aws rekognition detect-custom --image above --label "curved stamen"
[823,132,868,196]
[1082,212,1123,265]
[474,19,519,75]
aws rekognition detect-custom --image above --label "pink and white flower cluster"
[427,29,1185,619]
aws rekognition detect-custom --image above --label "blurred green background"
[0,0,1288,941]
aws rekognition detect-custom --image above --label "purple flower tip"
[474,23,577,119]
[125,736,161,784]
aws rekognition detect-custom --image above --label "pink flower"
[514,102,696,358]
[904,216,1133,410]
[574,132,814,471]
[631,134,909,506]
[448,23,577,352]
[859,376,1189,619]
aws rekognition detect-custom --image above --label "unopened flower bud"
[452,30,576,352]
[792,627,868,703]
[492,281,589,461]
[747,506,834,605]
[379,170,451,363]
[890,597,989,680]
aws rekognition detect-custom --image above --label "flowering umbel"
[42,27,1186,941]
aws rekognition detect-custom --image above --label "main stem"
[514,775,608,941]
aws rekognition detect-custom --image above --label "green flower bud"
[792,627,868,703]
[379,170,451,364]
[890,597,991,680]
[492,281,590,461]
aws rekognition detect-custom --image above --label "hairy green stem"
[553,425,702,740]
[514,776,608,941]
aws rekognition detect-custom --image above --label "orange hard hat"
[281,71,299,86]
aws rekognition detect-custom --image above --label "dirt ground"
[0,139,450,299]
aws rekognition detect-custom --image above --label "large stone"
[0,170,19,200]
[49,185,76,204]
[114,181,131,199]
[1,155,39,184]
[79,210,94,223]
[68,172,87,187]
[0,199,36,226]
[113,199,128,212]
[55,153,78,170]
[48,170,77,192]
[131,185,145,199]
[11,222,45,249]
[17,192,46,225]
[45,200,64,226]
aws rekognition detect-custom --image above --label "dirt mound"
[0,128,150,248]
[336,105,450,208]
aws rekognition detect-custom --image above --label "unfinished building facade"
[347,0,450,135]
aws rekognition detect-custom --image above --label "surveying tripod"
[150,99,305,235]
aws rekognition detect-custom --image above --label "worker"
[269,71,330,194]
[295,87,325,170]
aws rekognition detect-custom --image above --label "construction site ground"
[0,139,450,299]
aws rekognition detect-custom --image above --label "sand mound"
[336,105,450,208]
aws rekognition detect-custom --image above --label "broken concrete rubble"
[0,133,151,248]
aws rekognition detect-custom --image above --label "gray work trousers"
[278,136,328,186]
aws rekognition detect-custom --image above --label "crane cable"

+ + +

What is asked: Arrange the listing, from its start up to and including the line with "[427,29,1185,619]", as a two-column CSV with the columns request and boxes. Give one row per request, put each field in quotes, and replace line breaks with spaces.

Result of the exercise:
request,boxes
"aws rekognition detect-custom --image above --label ""curved stamen""","[823,132,868,196] [1082,212,1123,265] [474,19,519,75]"
"aws rekognition detect-custom --image above --label ""pink and white flower cluster""","[427,29,1185,619]"